BEGIN Extract

Large Whale Entanglement Response
Entanglement, or by-catch, is a global problem that affects many marine mammals, and can be fatal. For smaller marine mammals in Hawai‘i, like monk seals and dolphins, death is typically more immediate and due to drowning. Large whales, like humpback whales, can typically pull gear, or parts of it, off the ocean floor for months at a time and for thousands of miles, and are generally not at immediate risk of death. However, the risk and its impacts remain. Entanglement may result in starvation or drowning due to restricted movement, physical trauma, and systemic infections. It may also put whales at greater risk of other threats, like being hit by vessels.
Who Can Disentangle Whales
Whale rescue is complex and dangerous for the whale rescuers as well as the animal. Do not try to disentangle a whale yourself. Instead, learn how you can help.
Due to the risks of disentanglement and the protected status of the animals, large whale entanglement response activities involving any close approach (closer than 100 yards) to the animal are authorized and overseen by NOAA Fisheries’ National Marine Mammal Health and Stranding Response Program (MMHSRP; permit #18786). Response to entangled whales may only be attempted by persons who are experienced, trained, knowledgeable, have proper support and equipment, and are authorized under NOAA Fisheries’ MMHSRP permit.

END Extract

What you will do =>
Continue the piece on whale entanglement response with a few more sentences after its last one, keeping its tone.

BEGIN Entries provided

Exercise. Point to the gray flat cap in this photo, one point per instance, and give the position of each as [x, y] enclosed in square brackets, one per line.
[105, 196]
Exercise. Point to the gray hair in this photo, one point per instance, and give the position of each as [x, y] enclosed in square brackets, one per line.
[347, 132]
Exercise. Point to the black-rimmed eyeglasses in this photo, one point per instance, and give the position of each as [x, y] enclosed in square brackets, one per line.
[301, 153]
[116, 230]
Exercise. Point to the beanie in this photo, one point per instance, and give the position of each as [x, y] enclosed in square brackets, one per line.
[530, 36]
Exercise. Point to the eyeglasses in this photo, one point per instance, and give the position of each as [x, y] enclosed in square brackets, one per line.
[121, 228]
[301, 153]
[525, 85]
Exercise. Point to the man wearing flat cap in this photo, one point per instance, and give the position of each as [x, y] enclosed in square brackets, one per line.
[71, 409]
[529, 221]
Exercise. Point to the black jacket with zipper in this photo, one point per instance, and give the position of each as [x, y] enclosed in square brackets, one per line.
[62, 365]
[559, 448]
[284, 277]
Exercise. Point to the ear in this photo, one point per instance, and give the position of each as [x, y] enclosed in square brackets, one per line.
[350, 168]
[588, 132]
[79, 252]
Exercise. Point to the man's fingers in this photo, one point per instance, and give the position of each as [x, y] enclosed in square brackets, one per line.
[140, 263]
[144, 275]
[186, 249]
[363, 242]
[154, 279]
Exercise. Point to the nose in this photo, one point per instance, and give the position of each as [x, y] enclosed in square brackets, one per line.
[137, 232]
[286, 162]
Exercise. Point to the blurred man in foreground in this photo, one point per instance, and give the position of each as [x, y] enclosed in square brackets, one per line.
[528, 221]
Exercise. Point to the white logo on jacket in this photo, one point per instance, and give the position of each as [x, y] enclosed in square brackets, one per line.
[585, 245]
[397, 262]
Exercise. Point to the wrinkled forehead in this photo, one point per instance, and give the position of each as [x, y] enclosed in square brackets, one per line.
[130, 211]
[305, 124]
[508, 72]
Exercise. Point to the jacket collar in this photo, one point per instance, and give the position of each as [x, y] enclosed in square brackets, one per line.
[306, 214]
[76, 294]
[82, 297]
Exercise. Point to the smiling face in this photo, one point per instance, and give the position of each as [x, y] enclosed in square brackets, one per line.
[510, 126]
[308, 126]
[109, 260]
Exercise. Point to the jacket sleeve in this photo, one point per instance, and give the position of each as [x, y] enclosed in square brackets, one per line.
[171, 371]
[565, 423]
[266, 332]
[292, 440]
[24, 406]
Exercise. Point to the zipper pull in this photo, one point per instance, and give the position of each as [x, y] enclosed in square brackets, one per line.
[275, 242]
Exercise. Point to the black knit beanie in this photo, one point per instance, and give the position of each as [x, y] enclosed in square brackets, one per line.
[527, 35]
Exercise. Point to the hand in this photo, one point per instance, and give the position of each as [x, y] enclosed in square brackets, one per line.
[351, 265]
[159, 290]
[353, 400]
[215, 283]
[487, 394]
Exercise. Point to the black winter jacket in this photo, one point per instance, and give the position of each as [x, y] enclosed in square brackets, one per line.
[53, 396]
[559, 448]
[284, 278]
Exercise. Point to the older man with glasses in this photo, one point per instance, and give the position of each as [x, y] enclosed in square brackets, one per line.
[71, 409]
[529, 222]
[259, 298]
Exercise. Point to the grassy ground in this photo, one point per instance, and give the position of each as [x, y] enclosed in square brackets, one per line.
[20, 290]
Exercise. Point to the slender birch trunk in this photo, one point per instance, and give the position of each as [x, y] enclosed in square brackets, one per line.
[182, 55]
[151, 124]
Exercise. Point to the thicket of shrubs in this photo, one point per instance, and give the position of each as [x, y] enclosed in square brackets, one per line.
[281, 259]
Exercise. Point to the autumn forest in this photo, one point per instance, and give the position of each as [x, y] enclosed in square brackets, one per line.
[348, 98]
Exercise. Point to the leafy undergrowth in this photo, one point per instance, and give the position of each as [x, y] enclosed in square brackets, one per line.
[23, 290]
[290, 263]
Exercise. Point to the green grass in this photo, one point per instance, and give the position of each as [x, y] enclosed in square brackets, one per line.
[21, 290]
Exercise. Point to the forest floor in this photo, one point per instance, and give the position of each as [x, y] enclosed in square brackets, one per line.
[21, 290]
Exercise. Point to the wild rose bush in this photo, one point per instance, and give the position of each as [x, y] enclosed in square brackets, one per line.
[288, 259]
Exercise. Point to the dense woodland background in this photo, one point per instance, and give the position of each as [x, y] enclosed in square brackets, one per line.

END Entries provided

Response for this exercise =>
The Hawaiian Islands Large Whale Entanglement Response Network
Hawaiian Islands Humpback Whale National Marine Sanctuary coordinates the community-based Hawaiian Islands Large Whale Entanglement Response Network. The network is part of the larger Pacific Islands Marine Mammal Response Network headed by NOAA Fisheries’ Pacific Islands Regional Office. The entire effort, plus associated monitoring, is overseen and authorized by NOAA Fisheries’ Marine Mammal Health and Stranding Response Program.
The network is dependent upon the commitment of many state and federal agencies, including the state of Hawaiʻi Department of Land and Natural Resources, the NOAA Fisheries Pacific Islands Regional Office, the NOAA Office of Law Enforcement, and the U.S. Coast Guard, private non-governmental organizations, fishermen, researchers, and other members of the on-water community working together.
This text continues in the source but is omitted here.